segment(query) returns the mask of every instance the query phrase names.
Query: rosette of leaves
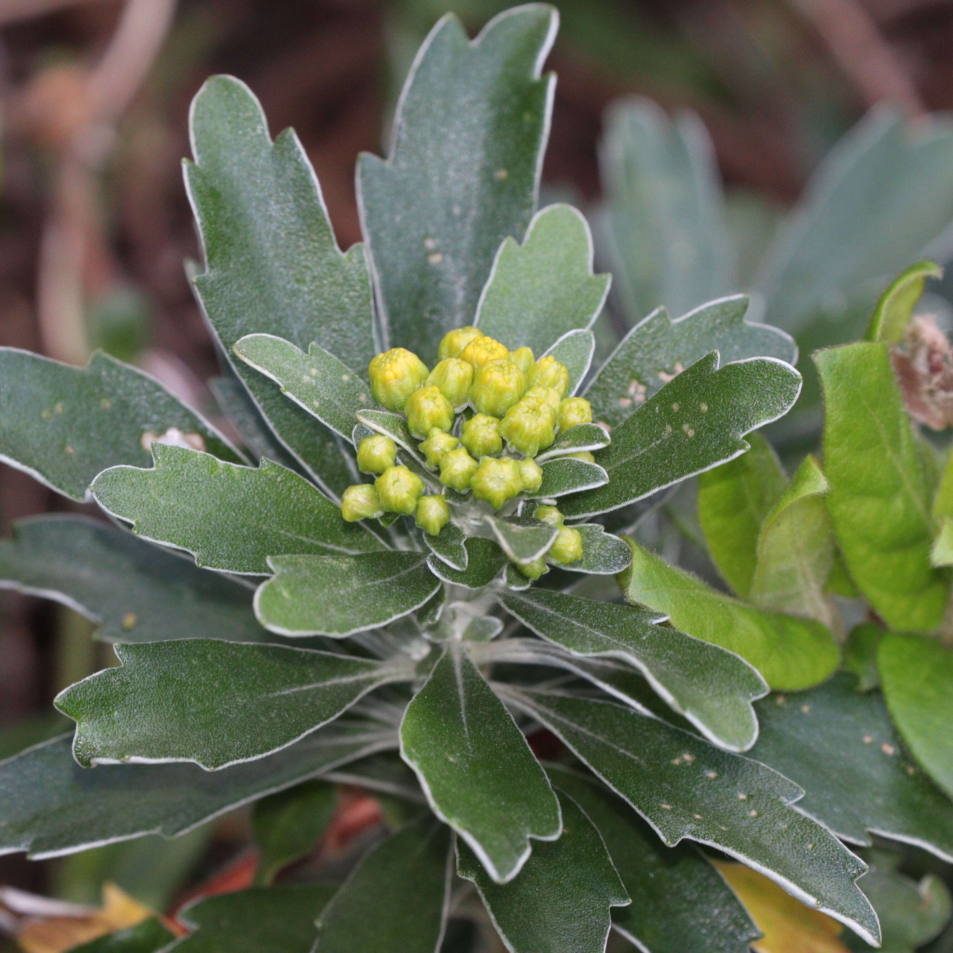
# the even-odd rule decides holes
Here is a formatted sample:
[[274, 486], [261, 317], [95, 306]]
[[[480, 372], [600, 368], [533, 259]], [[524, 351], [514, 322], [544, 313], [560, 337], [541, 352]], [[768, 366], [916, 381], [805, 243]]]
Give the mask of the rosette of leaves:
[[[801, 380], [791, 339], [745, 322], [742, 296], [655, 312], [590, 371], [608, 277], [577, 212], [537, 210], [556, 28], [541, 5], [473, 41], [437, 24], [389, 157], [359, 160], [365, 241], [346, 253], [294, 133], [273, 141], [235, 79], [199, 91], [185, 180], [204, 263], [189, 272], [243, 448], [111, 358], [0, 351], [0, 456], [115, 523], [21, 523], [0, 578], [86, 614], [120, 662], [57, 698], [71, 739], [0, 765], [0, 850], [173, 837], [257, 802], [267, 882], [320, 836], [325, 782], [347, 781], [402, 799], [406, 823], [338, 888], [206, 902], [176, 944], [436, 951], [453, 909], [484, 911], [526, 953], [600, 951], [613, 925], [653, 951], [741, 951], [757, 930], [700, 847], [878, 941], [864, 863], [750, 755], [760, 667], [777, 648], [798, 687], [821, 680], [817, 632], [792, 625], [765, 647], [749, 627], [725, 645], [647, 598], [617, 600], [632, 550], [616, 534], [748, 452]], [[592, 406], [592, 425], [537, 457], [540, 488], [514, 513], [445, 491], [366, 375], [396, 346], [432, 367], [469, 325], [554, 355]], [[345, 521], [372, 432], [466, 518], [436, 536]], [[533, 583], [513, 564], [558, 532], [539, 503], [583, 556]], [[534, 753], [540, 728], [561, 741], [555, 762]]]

==

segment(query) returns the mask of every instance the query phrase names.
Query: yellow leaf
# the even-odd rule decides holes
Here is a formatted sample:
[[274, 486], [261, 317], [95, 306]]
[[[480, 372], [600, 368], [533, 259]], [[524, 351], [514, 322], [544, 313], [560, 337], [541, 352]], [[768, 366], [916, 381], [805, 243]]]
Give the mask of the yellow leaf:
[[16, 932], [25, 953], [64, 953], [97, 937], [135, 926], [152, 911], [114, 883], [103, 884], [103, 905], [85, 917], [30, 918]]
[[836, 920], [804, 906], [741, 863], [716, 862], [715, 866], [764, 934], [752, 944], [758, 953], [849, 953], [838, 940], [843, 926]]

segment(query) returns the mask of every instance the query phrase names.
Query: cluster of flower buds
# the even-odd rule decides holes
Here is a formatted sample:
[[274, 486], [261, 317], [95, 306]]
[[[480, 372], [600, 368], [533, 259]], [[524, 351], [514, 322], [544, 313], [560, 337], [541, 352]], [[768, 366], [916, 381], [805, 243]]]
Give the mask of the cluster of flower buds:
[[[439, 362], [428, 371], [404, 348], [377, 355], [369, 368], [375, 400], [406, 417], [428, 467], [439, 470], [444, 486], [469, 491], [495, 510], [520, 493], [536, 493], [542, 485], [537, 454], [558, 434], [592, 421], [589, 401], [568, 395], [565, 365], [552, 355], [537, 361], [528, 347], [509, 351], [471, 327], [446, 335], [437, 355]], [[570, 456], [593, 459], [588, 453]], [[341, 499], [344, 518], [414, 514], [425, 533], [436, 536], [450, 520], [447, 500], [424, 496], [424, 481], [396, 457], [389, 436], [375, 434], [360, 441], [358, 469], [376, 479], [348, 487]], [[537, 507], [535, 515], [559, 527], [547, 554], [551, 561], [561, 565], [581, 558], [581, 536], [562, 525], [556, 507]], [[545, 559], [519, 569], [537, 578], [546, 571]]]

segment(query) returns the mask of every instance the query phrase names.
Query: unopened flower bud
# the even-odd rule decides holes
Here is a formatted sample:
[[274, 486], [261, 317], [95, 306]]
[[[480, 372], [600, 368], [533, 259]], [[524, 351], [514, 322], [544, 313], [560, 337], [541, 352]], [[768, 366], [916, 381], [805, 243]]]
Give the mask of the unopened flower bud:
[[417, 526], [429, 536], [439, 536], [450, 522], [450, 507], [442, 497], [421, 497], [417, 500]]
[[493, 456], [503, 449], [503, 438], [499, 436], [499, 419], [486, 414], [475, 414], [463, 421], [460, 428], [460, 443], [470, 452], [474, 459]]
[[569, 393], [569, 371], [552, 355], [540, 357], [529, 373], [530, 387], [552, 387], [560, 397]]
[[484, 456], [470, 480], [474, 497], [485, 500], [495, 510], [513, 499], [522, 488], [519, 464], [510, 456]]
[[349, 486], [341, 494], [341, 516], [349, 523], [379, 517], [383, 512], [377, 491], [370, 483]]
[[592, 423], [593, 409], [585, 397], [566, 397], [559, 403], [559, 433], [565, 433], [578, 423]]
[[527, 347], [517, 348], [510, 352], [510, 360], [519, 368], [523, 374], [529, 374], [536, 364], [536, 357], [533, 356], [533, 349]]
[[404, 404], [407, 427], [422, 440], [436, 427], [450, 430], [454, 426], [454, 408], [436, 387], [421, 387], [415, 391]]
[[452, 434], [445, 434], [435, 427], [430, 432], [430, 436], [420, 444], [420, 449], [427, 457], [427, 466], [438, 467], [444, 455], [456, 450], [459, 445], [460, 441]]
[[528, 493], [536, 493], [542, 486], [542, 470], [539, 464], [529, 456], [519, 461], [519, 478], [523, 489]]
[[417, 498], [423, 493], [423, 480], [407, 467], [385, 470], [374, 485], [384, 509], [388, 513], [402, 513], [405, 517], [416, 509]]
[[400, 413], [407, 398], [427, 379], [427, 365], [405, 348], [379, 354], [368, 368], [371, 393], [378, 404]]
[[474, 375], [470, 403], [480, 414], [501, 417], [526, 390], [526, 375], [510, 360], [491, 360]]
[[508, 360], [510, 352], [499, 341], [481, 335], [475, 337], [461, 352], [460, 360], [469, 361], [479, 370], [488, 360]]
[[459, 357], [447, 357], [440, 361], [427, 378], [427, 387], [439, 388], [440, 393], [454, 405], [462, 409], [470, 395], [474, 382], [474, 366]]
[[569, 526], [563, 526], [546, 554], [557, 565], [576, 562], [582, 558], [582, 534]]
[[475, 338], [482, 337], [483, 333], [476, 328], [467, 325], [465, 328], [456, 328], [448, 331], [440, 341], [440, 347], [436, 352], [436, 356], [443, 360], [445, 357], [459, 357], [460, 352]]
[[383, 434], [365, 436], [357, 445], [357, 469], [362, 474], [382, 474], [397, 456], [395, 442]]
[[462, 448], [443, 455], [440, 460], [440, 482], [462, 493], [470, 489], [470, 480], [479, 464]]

==

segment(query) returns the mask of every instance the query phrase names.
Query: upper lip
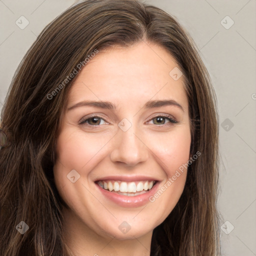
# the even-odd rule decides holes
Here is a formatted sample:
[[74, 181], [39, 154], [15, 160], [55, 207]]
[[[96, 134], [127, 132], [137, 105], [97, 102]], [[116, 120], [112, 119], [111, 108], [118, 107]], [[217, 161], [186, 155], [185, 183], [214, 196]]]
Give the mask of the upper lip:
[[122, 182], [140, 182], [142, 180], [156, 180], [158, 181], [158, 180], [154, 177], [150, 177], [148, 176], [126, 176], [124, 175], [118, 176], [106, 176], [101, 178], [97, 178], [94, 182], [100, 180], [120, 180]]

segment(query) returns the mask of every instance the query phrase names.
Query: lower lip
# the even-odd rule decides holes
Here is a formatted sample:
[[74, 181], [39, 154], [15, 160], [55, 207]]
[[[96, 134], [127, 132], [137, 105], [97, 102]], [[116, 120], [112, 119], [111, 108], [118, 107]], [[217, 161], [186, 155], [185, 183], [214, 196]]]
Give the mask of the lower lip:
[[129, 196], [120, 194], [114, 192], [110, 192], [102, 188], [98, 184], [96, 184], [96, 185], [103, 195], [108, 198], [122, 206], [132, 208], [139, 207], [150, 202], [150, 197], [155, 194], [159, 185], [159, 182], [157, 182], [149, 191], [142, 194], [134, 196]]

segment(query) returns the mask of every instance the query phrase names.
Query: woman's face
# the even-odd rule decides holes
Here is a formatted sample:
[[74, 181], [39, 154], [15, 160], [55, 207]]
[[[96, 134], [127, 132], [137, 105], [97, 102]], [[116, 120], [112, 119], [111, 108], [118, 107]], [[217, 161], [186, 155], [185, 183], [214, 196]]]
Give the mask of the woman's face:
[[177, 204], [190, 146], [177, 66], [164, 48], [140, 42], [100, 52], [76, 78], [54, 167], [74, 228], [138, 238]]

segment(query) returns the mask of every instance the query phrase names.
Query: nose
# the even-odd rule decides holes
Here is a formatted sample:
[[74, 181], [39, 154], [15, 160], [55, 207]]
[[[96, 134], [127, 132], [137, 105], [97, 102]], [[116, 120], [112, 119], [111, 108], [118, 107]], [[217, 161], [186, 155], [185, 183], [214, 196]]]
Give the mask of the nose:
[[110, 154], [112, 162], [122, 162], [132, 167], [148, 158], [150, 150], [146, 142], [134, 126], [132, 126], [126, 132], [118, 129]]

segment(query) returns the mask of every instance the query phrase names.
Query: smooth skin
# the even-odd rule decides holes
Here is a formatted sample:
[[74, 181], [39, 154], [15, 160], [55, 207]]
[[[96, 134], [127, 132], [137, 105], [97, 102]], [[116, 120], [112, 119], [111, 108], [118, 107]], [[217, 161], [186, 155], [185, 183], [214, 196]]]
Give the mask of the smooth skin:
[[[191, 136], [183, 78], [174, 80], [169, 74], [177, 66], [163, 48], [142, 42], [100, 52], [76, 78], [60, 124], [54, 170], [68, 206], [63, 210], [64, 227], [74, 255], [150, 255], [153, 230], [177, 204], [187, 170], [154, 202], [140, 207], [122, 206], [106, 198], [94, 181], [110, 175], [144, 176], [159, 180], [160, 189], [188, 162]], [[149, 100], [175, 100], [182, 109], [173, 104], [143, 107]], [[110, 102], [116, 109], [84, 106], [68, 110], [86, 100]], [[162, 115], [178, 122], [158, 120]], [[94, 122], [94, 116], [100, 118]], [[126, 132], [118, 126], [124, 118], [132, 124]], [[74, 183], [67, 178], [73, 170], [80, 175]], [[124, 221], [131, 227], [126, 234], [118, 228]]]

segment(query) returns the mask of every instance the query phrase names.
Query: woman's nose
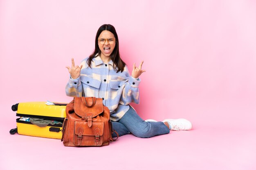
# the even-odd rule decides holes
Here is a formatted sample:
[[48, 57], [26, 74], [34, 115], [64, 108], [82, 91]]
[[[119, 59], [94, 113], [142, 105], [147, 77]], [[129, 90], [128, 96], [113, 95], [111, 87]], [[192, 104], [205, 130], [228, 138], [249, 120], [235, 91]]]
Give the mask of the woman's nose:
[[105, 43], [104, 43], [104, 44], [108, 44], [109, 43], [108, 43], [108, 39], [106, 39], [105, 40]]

Requirements
Please collect every line of the data above that contains the string "buds".

Written response
Query: cluster of flower buds
Give the mask of the cluster of flower buds:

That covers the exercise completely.